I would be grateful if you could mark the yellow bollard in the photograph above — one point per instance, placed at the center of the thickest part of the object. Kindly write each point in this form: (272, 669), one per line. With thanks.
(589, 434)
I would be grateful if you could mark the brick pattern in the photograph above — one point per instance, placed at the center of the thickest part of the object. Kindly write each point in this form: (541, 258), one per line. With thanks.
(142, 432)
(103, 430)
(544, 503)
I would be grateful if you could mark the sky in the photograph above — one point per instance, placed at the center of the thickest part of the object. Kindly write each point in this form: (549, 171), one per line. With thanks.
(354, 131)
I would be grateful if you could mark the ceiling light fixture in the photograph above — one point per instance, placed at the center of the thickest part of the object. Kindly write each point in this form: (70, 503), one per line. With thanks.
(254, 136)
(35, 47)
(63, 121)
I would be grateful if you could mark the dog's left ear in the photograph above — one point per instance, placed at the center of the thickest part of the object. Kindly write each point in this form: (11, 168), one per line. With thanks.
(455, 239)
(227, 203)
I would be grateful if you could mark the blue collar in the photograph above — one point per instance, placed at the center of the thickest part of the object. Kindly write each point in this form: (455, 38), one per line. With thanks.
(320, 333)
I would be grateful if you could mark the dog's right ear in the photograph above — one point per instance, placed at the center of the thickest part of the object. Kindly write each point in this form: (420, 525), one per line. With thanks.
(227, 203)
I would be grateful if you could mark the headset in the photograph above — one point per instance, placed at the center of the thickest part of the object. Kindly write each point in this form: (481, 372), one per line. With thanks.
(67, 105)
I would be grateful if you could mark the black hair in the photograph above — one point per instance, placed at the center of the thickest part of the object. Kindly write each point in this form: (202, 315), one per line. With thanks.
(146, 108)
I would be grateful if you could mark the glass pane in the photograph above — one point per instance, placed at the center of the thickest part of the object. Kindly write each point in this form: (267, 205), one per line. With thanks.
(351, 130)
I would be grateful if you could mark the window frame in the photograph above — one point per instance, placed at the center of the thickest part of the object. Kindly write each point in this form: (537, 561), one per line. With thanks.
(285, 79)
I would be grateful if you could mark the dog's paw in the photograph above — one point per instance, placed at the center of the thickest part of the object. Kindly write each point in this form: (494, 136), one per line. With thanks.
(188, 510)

--

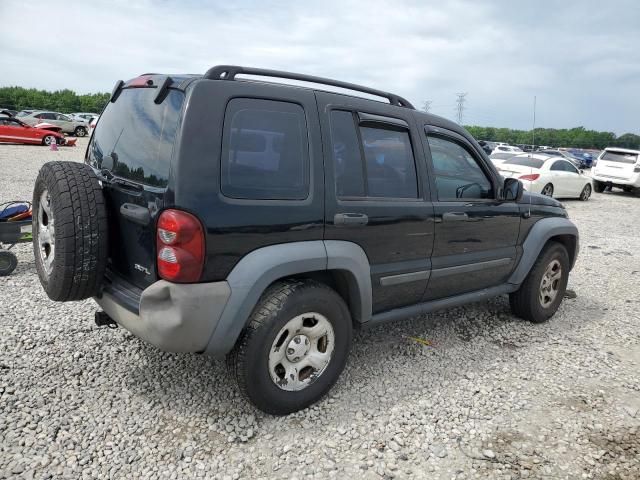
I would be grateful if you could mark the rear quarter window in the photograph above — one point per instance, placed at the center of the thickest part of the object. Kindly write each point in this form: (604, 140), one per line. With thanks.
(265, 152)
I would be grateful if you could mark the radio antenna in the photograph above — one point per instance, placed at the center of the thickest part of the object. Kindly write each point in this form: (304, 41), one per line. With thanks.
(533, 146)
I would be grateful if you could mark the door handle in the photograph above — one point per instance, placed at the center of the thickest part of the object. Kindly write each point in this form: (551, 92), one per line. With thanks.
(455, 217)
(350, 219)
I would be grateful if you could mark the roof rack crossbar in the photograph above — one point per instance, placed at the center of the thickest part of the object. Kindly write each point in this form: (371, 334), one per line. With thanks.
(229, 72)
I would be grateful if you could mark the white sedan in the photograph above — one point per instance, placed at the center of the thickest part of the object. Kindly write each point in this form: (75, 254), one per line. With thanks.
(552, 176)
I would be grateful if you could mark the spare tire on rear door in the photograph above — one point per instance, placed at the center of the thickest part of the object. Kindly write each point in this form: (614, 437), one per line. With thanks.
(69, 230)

> **EXERCISE DIRECTIONS**
Return every line above that contains the word "rear", copied in full.

> **CORRECT RESULT**
I would be grateful if you could mark the rear quarter window in the photograph above — one point per instance, placed at the center of the thickest part of the object. Kindly write each point in this form: (604, 140), one per line. With thanks.
I would be grateful if you could mark the spare tire on rear door in the photograph above — one point per instance, placed at the center of the thickest part of the object. Kindly write each point in this form: (614, 437), one per line. With thanks.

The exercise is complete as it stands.